<<<<
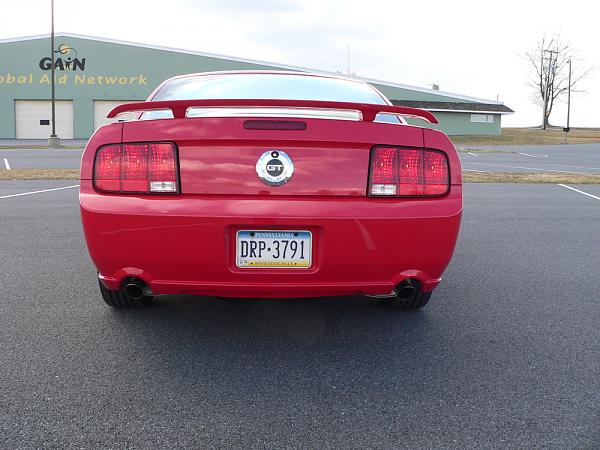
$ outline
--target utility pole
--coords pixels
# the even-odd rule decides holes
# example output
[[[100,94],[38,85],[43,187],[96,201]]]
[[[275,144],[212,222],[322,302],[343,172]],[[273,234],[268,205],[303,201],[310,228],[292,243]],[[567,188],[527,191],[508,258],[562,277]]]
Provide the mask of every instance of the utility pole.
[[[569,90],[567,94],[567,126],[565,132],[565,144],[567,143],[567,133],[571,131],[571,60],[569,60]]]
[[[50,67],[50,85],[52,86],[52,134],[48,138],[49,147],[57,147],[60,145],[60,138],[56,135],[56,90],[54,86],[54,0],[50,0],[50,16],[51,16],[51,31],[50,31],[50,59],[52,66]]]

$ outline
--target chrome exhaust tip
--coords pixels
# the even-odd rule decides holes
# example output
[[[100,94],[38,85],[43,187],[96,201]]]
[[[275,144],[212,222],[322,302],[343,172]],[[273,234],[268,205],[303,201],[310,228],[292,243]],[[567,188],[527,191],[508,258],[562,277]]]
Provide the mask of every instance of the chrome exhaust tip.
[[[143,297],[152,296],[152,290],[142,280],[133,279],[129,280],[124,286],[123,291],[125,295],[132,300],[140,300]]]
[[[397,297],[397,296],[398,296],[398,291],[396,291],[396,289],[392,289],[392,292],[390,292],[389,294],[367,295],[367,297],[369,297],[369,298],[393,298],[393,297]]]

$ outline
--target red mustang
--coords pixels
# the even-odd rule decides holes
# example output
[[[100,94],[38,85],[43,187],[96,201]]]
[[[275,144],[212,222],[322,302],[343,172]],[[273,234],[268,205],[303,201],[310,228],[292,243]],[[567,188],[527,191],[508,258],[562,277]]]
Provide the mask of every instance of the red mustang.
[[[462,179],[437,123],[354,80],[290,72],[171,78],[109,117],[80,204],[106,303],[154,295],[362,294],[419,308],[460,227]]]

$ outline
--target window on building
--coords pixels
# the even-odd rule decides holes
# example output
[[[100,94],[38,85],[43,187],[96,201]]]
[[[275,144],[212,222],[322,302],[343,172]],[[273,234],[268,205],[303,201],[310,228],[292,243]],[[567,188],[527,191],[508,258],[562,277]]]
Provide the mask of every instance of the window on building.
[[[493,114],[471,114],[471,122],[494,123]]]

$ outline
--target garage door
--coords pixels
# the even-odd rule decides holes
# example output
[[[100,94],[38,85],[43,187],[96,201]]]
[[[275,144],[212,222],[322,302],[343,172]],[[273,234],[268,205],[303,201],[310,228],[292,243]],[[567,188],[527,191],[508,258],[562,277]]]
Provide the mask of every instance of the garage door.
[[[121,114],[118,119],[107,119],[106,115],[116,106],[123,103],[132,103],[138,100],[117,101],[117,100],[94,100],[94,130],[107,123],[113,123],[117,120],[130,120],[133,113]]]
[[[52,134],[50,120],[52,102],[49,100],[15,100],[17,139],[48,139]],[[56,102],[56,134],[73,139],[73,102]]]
>>>>
> WORK TO BE COMPLETED
Copy out every line of the data exactly, leaving the images behind.

> SOLUTION TO THIS PROBLEM
$ outline
--target utility pole
--coords pixels
# the even-odd rule decides holes
# example output
[[[100,94],[38,85],[43,187],[96,201]]]
[[[275,144],[212,222],[322,302],[343,172]],[[273,234],[268,205],[303,201],[310,228],[292,243]],[[567,188],[527,191],[508,258],[562,277]]]
Provide the mask of every instance of the utility pole.
[[[569,90],[567,94],[567,126],[565,132],[565,144],[567,143],[567,133],[571,131],[571,60],[569,60]]]
[[[50,67],[50,85],[52,86],[52,134],[48,138],[49,147],[57,147],[60,145],[60,138],[56,135],[56,90],[54,86],[54,0],[50,0],[50,16],[51,16],[51,31],[50,31],[50,59],[52,66]]]

$ outline
--target chrome exhaust tip
--coords pixels
# the even-odd rule decides holes
# example output
[[[100,94],[38,85],[43,187],[96,201]]]
[[[275,144],[212,222],[322,302],[343,172]],[[273,234],[268,205],[303,201],[310,228],[292,243]],[[567,188],[527,191],[508,258],[562,277]]]
Provide the mask of every instance of the chrome exhaust tip.
[[[143,297],[152,296],[152,290],[142,280],[133,279],[129,280],[124,286],[123,291],[125,295],[132,300],[140,300]]]
[[[397,297],[397,296],[398,296],[398,291],[396,291],[396,289],[392,289],[392,292],[390,292],[389,294],[367,295],[367,297],[369,297],[369,298],[393,298],[393,297]]]

$ outline
--target red mustang
--coords pixels
# the even-odd rule decides holes
# example output
[[[100,94],[38,85],[43,187],[96,201]]]
[[[275,144],[212,222],[322,302],[343,172]],[[273,234],[268,205],[303,201],[310,228],[292,243]],[[567,188],[527,191],[508,258],[562,277]]]
Provide the mask of every instance of the red mustang.
[[[462,179],[437,123],[354,80],[290,72],[171,78],[109,117],[80,204],[106,303],[154,295],[362,294],[419,308],[460,227]]]

$ outline
--target window on building
--coords pixels
# the even-odd rule decides holes
# example output
[[[100,94],[38,85],[43,187],[96,201]]]
[[[275,144],[212,222],[322,302],[343,172]],[[273,234],[268,205],[303,201],[310,228],[292,243]],[[567,188],[527,191],[508,258],[562,277]]]
Provide the mask of every instance of the window on building.
[[[493,114],[471,114],[471,122],[494,123]]]

$ outline
--target garage door
--coords pixels
# the even-odd rule decides holes
# example output
[[[100,94],[38,85],[43,187],[96,201]]]
[[[275,144],[212,222],[322,302],[343,172]],[[273,234],[268,205],[303,201],[310,228],[292,243]],[[567,188],[527,191],[508,258],[562,277]]]
Provide the mask of every instance of the garage door.
[[[121,114],[118,119],[107,119],[106,115],[116,106],[123,103],[132,103],[138,100],[117,101],[117,100],[94,100],[94,130],[107,123],[113,123],[117,120],[130,120],[133,113]]]
[[[52,134],[50,120],[52,102],[49,100],[15,100],[17,139],[48,139]],[[56,102],[56,134],[73,139],[73,102]]]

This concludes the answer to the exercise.